**Problem to solve**
Please give the data below again in full, exactly as it stands.

**Records provided**
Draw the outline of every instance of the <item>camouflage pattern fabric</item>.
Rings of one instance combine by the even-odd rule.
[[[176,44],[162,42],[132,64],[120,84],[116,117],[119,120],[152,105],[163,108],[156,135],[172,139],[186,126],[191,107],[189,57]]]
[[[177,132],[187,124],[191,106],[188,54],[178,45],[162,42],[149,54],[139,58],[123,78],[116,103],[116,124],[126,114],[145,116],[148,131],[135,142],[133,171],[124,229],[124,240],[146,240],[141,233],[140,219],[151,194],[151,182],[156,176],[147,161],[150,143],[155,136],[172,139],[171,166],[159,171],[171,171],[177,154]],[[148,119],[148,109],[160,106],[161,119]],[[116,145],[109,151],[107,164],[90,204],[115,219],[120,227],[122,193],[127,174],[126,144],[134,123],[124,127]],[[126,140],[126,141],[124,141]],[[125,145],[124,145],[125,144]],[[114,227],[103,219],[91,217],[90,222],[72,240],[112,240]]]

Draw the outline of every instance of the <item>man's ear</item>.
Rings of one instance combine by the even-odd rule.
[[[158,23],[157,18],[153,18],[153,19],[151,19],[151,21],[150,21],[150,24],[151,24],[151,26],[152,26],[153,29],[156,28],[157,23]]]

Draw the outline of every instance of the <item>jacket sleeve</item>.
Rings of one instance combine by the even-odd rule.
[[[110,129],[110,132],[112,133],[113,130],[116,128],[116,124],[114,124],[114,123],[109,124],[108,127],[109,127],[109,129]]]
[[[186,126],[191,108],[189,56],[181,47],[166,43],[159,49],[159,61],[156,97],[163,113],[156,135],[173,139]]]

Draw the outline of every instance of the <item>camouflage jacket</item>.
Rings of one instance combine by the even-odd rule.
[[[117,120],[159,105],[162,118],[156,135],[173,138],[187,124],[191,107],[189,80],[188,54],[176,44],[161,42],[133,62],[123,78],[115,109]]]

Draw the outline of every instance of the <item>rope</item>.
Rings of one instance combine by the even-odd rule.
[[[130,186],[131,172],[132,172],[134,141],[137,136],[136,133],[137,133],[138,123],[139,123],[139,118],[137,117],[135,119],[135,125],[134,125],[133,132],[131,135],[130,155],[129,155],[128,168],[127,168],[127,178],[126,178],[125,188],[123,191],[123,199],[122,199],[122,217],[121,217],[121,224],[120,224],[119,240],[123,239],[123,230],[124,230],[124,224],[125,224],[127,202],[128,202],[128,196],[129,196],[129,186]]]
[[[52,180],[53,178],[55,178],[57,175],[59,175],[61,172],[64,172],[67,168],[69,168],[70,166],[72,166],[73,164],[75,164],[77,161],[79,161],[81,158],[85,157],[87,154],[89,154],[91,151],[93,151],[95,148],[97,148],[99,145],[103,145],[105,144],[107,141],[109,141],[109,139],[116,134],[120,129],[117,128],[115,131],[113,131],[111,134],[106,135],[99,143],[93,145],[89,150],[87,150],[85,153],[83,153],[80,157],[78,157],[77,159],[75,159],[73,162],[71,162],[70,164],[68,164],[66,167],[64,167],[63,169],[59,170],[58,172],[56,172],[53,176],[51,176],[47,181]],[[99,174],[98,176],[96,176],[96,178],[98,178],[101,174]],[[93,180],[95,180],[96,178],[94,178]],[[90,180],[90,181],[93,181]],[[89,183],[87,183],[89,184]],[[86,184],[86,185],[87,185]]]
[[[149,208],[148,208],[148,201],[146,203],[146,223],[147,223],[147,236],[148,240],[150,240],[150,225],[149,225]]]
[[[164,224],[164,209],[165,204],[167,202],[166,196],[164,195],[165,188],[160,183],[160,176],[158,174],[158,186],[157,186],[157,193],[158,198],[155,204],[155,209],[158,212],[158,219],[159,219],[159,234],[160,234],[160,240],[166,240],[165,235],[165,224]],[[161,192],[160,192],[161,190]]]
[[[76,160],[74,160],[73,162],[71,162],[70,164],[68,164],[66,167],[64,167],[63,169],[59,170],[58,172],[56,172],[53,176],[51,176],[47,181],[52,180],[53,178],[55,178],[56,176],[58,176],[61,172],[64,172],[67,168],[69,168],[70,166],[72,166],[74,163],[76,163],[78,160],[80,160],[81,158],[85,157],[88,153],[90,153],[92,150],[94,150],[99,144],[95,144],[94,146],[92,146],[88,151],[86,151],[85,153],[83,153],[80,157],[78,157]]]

**Written response**
Draw the outline of every instance of the <item>camouflage pattern fabric</item>.
Rings of one instance combine by the even-odd rule.
[[[176,44],[162,42],[132,64],[120,84],[116,117],[119,120],[152,105],[163,108],[156,135],[172,139],[186,126],[191,107],[189,57]]]
[[[177,132],[187,124],[191,106],[188,54],[178,45],[162,42],[149,54],[139,58],[123,78],[116,103],[116,124],[126,114],[145,116],[148,131],[135,142],[133,171],[124,229],[124,240],[146,240],[141,233],[140,219],[151,194],[151,182],[156,176],[147,161],[150,143],[155,136],[172,139],[171,166],[159,171],[171,171],[177,154]],[[148,119],[148,109],[160,106],[161,119]],[[116,145],[109,151],[107,164],[90,204],[115,219],[120,227],[122,193],[127,174],[126,144],[134,123],[124,127]],[[126,140],[126,141],[124,141]],[[125,145],[124,145],[125,144]],[[114,227],[103,219],[91,217],[90,222],[72,240],[112,240]]]

Draw the outline of every instance of the <item>man's ear</item>.
Rings of one instance combine by the even-odd rule.
[[[158,23],[157,18],[153,18],[153,19],[151,19],[151,21],[150,21],[150,24],[151,24],[151,26],[152,26],[153,29],[156,28],[157,23]]]

Draw the outline of every instance of the <item>jacket sleeve</item>.
Rings of one instance combine by the even-odd rule.
[[[110,129],[110,132],[112,133],[113,130],[116,128],[116,124],[114,124],[114,123],[109,124],[108,127],[109,127],[109,129]]]
[[[186,126],[191,108],[189,56],[181,47],[166,43],[159,49],[159,61],[156,97],[163,113],[156,135],[173,139]]]

Draw the outline of every instance of the <item>camouflage jacket</item>.
Rings of one instance combine by the even-odd rule.
[[[117,120],[159,105],[162,118],[156,135],[173,138],[187,124],[191,107],[189,80],[188,54],[176,44],[161,42],[133,62],[123,78],[115,109]]]

Draw the outline of every instance of the <item>rope</item>.
Rings of one instance combine by the even-odd rule.
[[[130,186],[131,172],[132,172],[134,141],[137,136],[136,133],[137,133],[138,123],[139,123],[139,118],[137,117],[135,119],[135,125],[134,125],[133,132],[131,135],[130,155],[129,155],[128,168],[127,168],[127,178],[126,178],[125,188],[123,191],[123,199],[122,199],[122,217],[121,217],[121,224],[120,224],[119,240],[123,239],[123,230],[124,230],[124,224],[125,224],[127,202],[128,202],[128,196],[129,196],[129,186]]]
[[[52,180],[53,178],[55,178],[57,175],[59,175],[61,172],[64,172],[67,168],[69,168],[70,166],[72,166],[73,164],[75,164],[77,161],[79,161],[81,158],[85,157],[87,154],[89,154],[91,151],[93,151],[95,148],[97,148],[99,145],[103,145],[105,144],[107,141],[109,141],[109,139],[116,134],[120,129],[117,128],[115,131],[113,131],[111,134],[106,135],[99,143],[93,145],[89,150],[87,150],[85,153],[83,153],[80,157],[78,157],[77,159],[75,159],[73,162],[71,162],[70,164],[68,164],[66,167],[64,167],[63,169],[59,170],[58,172],[56,172],[53,176],[51,176],[47,181]],[[99,174],[98,176],[96,176],[96,178],[98,178],[101,174]],[[93,180],[95,180],[96,178],[94,178]],[[90,180],[90,181],[93,181]],[[89,183],[87,183],[89,184]],[[86,184],[86,185],[87,185]]]
[[[149,208],[148,208],[148,201],[146,203],[146,223],[147,223],[147,236],[148,240],[150,240],[150,225],[149,225]]]
[[[164,224],[164,209],[165,204],[167,202],[166,196],[164,195],[165,188],[160,183],[160,176],[158,174],[158,186],[157,186],[157,193],[158,198],[155,204],[155,209],[158,212],[158,219],[159,219],[159,234],[160,234],[160,240],[166,240],[165,235],[165,224]],[[161,192],[160,192],[161,190]]]
[[[76,160],[74,160],[73,162],[71,162],[70,164],[68,164],[66,167],[64,167],[63,169],[59,170],[58,172],[56,172],[53,176],[51,176],[47,181],[52,180],[53,178],[55,178],[56,176],[58,176],[61,172],[64,172],[67,168],[69,168],[70,166],[72,166],[74,163],[76,163],[78,160],[80,160],[81,158],[85,157],[88,153],[90,153],[92,150],[94,150],[99,144],[95,144],[94,146],[92,146],[88,151],[86,151],[85,153],[83,153],[80,157],[78,157]]]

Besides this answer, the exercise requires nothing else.